Source records:
* * *

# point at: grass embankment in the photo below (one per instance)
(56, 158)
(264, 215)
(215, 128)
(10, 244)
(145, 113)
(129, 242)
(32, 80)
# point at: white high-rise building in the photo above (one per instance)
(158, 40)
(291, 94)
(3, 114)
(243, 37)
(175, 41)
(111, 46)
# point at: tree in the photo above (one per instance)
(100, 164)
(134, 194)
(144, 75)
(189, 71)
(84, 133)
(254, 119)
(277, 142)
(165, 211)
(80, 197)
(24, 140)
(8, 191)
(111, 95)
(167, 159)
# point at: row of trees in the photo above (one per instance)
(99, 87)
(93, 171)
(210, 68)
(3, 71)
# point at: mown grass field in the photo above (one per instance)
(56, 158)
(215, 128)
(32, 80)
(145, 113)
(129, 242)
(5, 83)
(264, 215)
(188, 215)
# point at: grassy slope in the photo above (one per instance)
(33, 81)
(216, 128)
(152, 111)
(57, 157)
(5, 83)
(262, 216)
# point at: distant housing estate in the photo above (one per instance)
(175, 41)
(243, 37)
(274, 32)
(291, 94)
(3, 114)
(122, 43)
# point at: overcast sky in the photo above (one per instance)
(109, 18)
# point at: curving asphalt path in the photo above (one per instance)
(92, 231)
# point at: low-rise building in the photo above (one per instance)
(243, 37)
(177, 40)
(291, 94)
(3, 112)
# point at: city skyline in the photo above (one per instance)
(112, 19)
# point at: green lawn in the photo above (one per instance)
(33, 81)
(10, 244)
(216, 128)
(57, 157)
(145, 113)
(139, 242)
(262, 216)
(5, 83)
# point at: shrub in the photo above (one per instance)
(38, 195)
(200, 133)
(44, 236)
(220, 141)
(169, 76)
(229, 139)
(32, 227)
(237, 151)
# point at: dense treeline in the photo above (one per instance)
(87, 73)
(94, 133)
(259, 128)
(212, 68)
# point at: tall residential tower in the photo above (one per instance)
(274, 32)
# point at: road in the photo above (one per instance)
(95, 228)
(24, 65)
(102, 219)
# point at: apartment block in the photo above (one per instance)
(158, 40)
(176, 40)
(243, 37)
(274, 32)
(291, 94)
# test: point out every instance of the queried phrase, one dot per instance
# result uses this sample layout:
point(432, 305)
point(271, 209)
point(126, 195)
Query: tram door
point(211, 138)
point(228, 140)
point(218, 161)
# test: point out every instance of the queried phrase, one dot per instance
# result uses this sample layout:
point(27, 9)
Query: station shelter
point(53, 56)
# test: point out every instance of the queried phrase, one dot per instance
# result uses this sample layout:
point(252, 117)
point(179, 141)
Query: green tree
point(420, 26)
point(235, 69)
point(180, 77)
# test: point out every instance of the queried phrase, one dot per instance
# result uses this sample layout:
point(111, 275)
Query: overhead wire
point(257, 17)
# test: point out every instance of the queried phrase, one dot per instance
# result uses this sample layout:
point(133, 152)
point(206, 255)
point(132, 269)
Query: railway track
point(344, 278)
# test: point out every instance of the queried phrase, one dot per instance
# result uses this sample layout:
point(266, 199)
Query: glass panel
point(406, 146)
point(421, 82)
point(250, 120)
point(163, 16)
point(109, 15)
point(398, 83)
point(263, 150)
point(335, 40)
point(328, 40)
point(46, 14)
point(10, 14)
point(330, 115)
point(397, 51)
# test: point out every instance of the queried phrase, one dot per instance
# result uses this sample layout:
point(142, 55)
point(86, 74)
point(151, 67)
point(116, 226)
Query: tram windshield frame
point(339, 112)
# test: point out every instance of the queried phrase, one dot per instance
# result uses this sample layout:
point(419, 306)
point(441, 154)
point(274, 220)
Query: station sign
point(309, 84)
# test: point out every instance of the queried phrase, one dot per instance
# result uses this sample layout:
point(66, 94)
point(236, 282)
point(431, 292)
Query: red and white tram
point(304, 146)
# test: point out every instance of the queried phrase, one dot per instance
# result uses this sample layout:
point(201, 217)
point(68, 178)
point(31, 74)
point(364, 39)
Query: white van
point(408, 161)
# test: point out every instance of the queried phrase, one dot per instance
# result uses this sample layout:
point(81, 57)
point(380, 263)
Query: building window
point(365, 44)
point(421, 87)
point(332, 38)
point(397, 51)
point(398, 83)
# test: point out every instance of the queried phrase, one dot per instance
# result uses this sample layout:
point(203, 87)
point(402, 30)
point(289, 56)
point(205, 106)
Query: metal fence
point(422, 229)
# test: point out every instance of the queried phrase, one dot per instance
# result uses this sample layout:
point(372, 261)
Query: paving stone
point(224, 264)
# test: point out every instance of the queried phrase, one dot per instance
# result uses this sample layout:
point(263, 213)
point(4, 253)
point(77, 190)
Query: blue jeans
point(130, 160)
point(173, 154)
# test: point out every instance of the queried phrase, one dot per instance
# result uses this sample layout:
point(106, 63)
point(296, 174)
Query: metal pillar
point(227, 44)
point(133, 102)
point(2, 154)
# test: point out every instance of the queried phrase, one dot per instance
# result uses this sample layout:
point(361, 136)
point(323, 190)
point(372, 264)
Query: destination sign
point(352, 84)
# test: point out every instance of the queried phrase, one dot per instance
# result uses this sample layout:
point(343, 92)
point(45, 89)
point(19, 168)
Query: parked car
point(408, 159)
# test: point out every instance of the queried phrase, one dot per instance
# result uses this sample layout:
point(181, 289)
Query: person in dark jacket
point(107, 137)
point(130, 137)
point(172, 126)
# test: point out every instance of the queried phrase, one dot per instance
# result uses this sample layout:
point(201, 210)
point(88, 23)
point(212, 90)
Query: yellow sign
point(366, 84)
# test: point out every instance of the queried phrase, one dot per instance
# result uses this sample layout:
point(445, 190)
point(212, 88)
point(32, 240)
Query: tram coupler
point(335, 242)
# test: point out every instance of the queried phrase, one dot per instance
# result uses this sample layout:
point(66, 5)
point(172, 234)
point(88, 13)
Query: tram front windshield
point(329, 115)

* * *

Could every entry above be printed again, word for word?

# point at: grass embankment in the photo below (one per instance)
(56, 158)
(264, 215)
(215, 128)
(10, 244)
(145, 113)
(129, 242)
(32, 80)
# point at: white high-rise building in the photo above (one per instance)
(158, 40)
(291, 94)
(3, 114)
(243, 37)
(175, 41)
(111, 46)
# point at: tree in the photo above (one per instance)
(100, 164)
(134, 194)
(144, 75)
(189, 71)
(84, 133)
(254, 119)
(277, 142)
(165, 211)
(80, 197)
(24, 140)
(8, 191)
(111, 95)
(167, 159)
# point at: row of trees in the photo above (one per instance)
(99, 87)
(93, 171)
(210, 68)
(3, 71)
# point at: mown grass field in the photo above (one per instance)
(56, 158)
(215, 128)
(32, 80)
(145, 113)
(129, 242)
(5, 83)
(264, 215)
(188, 215)
# point at: grassy slope in the photo above (one per instance)
(33, 81)
(216, 128)
(152, 111)
(57, 157)
(5, 83)
(262, 216)
# point at: distant housing estate in the photo above (one per instance)
(175, 41)
(243, 37)
(274, 32)
(291, 94)
(3, 114)
(122, 43)
# point at: overcast sky in the photo above (one per instance)
(109, 18)
# point at: curving asphalt path in the photo above (one per instance)
(92, 231)
# point at: low-rise building in the photo above (one per instance)
(243, 37)
(177, 40)
(291, 94)
(3, 112)
# point at: city skyline in the photo above (one per instance)
(112, 19)
# point at: green lawn in the photo above (one per instance)
(33, 81)
(10, 244)
(216, 128)
(57, 157)
(145, 113)
(139, 242)
(262, 216)
(5, 83)
# point at: shrub in the photo above (one per instance)
(38, 195)
(200, 133)
(44, 236)
(220, 141)
(169, 76)
(229, 139)
(32, 227)
(237, 151)
# point at: dense treeline in the photo above (one per instance)
(87, 73)
(94, 133)
(259, 128)
(212, 68)
# point at: tall residential tower in the photo above (one per instance)
(274, 32)
# point at: road in the photo above (one per instance)
(95, 228)
(24, 65)
(102, 219)
# point at: apartment block in the photo above (one per instance)
(158, 40)
(176, 40)
(243, 37)
(274, 32)
(291, 94)
# test: point out every instance of the queried phrase, one dot per instance
# result uses this sample layout:
point(432, 305)
point(271, 209)
point(126, 195)
Query: tram door
point(211, 138)
point(228, 140)
point(218, 161)
# test: point out every instance of the queried phrase, one dot per instance
# result uses this sample layout:
point(27, 9)
Query: station shelter
point(53, 56)
# test: point out every instance of the queried phrase, one dot per instance
# result uses this sample layout:
point(252, 117)
point(179, 141)
Query: green tree
point(420, 26)
point(235, 69)
point(180, 77)
# test: point out every instance of the queried phrase, one dot per instance
# result uses this sample layout:
point(111, 275)
Query: overhead wire
point(257, 17)
# test: point out every instance of the queried phrase, one dot per instance
# result uses this sample layout:
point(133, 152)
point(206, 255)
point(132, 269)
Query: railway track
point(344, 278)
# test: point out every instance of the queried phrase, one dot per instance
# result uses this sample layout:
point(266, 199)
Query: glass panel
point(406, 146)
point(421, 82)
point(250, 120)
point(163, 16)
point(109, 15)
point(398, 83)
point(263, 150)
point(335, 40)
point(328, 40)
point(46, 14)
point(10, 14)
point(330, 115)
point(397, 51)
# test: point out every instance of the queried phrase, one dot per instance
# result uses this sample layout:
point(142, 55)
point(86, 74)
point(151, 67)
point(116, 226)
Query: tram windshield frame
point(339, 112)
# test: point out every instance of the queried phrase, one dot per instance
# result uses this sample layout:
point(419, 306)
point(441, 154)
point(274, 220)
Query: station sign
point(309, 84)
# test: point out every instance of the queried phrase, one dot per instance
# result uses this sample layout:
point(66, 94)
point(236, 282)
point(431, 292)
Query: red and white tram
point(304, 146)
# test: point out every instance of the queried phrase, one dot per instance
# result uses this sample layout:
point(201, 217)
point(68, 178)
point(31, 74)
point(364, 39)
Query: white van
point(408, 161)
# test: point out every instance of the queried phrase, one dot per instance
# result uses this sample layout:
point(81, 57)
point(380, 263)
Query: building window
point(365, 44)
point(421, 87)
point(332, 38)
point(397, 51)
point(398, 83)
# test: point out every instance of the queried phrase, one dot per instance
# result uses this sample layout:
point(203, 87)
point(402, 30)
point(289, 56)
point(205, 106)
Query: metal fence
point(422, 229)
# test: point out every instance of the queried phrase, one dot per instance
# result uses this sample layout:
point(372, 261)
Query: paving stone
point(224, 264)
# test: point out every instance of the queried phrase, one dot per instance
# result uses this sample layout:
point(263, 213)
point(4, 253)
point(77, 190)
Query: blue jeans
point(130, 160)
point(173, 154)
# test: point out every instance of the queried phrase, one dot per instance
# result uses this sample layout:
point(106, 63)
point(296, 174)
Query: metal pillar
point(227, 44)
point(133, 102)
point(2, 154)
# test: point out every instance of the queried phrase, one dot per instance
# result uses this sample layout:
point(361, 136)
point(323, 190)
point(372, 264)
Query: destination sign
point(352, 84)
# test: point out every instance of the queried phrase, one dot per instance
# result uses this sample layout:
point(343, 92)
point(45, 89)
point(19, 168)
Query: parked car
point(408, 159)
# test: point out every instance of the queried phrase, one dot per instance
# result uses this sample layout:
point(181, 289)
Query: person in dark jacket
point(107, 137)
point(130, 137)
point(172, 126)
# test: point out every instance of the queried phrase, one dot per instance
# result uses this sample layout:
point(201, 210)
point(88, 23)
point(212, 90)
Query: yellow sign
point(366, 84)
# test: point out every instance of the queried phrase, one dot per instance
# result uses this sample layout:
point(445, 190)
point(212, 88)
point(32, 240)
Query: tram coupler
point(335, 242)
# test: point out every instance of the queried phrase, one dot per instance
# result uses this sample layout:
point(66, 5)
point(172, 234)
point(88, 13)
Query: tram front windshield
point(329, 115)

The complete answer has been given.